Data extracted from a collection
━━━

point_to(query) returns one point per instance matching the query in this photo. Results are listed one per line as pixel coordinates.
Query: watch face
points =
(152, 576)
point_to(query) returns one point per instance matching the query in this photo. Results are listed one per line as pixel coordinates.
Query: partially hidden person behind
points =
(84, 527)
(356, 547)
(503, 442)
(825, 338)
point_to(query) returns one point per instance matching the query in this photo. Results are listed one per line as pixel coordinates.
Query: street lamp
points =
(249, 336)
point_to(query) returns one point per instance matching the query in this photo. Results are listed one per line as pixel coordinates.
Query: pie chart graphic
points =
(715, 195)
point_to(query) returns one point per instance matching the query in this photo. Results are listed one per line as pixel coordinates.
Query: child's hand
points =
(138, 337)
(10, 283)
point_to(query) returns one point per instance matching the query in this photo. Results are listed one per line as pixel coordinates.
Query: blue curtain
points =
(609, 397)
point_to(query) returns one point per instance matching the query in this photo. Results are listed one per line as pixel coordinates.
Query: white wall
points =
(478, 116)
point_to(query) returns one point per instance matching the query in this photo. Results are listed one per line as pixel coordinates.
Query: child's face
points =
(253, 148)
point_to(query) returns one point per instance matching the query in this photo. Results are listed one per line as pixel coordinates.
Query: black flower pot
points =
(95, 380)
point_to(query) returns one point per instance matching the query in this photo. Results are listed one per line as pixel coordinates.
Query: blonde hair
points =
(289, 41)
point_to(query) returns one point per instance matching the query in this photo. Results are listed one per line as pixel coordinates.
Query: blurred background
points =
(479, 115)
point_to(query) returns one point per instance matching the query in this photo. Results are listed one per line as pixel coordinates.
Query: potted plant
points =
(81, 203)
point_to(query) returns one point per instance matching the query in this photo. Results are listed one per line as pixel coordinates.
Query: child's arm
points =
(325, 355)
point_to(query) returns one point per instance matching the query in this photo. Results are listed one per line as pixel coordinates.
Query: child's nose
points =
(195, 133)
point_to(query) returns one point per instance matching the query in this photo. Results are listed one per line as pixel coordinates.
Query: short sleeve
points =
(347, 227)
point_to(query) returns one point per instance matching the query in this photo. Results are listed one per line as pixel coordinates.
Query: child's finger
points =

━━━

Would you set down all the lines above, exactly and in full?

point_to(query) returns one point per instance matching the query in this photo. Results are listed one per line as pixel coordinates.
Query: watch face
points =
(152, 576)
point_to(query) returns one point per instance matching the query in this photo. Results are listed one per line as pixel coordinates.
Query: partially hidden person behind
points =
(84, 527)
(356, 547)
(503, 442)
(825, 338)
point_to(query) returns one point per instance matching the query in this photo. Results are listed one per line as pixel coordinates.
Query: street lamp
points =
(249, 336)
point_to(query) returns one point per instance matching the query in this photo. Results are listed one per line as pixel coordinates.
Query: pie chart graphic
points =
(715, 195)
point_to(query) returns one point per instance matching the query in this photo. Results are listed one per line as pixel coordinates.
Query: child's hand
points =
(138, 337)
(10, 283)
point_to(query) returns one point per instance matching the query in this photo. Results are listed one per line as pixel coordinates.
Query: blue curtain
points =
(609, 397)
point_to(query) returns one point per instance matching the query in this photo. Results are listed one per line as pixel coordinates.
Query: white wall
points =
(478, 116)
point_to(query) returns one point per instance matching the query in this photo. Results are listed one per line as pixel coordinates.
Query: child's face
points =
(253, 148)
point_to(query) returns one point per instance matching the query in this photo. Results are listed one per line as pixel coordinates.
Query: black flower pot
points =
(95, 380)
point_to(query) returns one point per instance matching the query in this photo. Results are listed one per line as pixel coordinates.
Query: blonde hair
points =
(289, 41)
point_to(query) returns one point per instance matching the query in this photo. Results are listed one per line as pixel coordinates.
Query: blurred background
points =
(479, 115)
point_to(query) returns one point per instance matching the query in this photo. Results are listed one per line as pixel coordinates.
Query: potted plant
points =
(81, 203)
point_to(query) returns one point per instance matching the query in this photo. Results are listed one per line as pixel coordinates.
Query: child's arm
points =
(325, 355)
point_to(query) returns one point per instance matching the query in this photo. Results are listed one per line as pixel coordinates.
Query: child's nose
points =
(195, 133)
point_to(query) returns one point per instance matching the query in this photo. Results are listed one per line as pixel coordinates.
Query: short sleeve
points =
(347, 227)
point_to(query) returns one point per instance matching the query in this photo. Results are listed one per line as pixel coordinates.
Query: child's finger
points =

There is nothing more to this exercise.